Transcribe the entries that come next exactly, but not the pictures they contain.
Top of DATASET EXCERPTS
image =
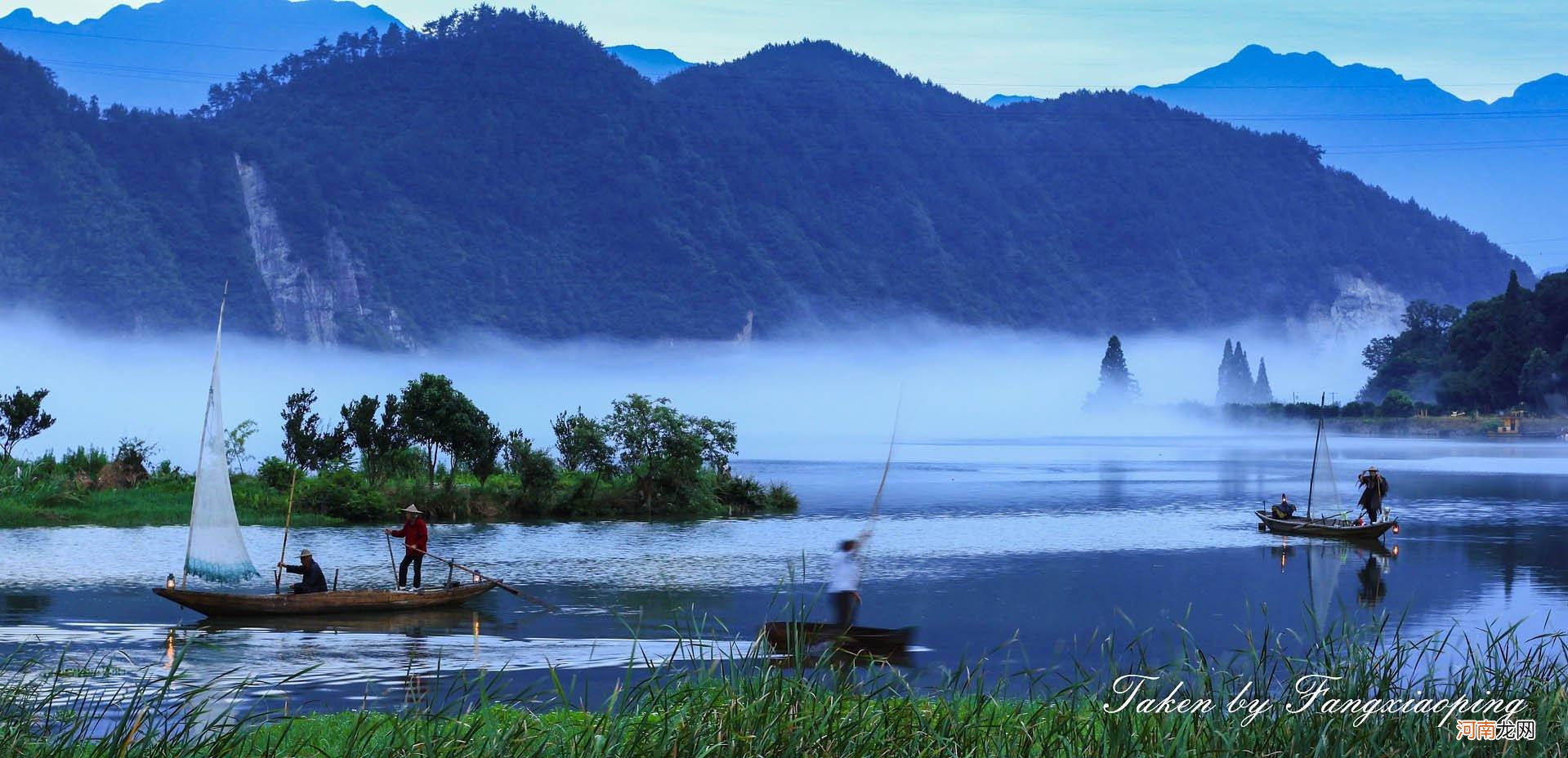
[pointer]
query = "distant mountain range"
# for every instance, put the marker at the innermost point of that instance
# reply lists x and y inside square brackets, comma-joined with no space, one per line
Bottom of DATASET EXCERPTS
§ EXERCISE OUTPUT:
image =
[pointer]
query = "distant mountain range"
# for every instance, put the marker at the innermost point of that instance
# reply lists x and y inside square brackets, comma-joined with no space, one per line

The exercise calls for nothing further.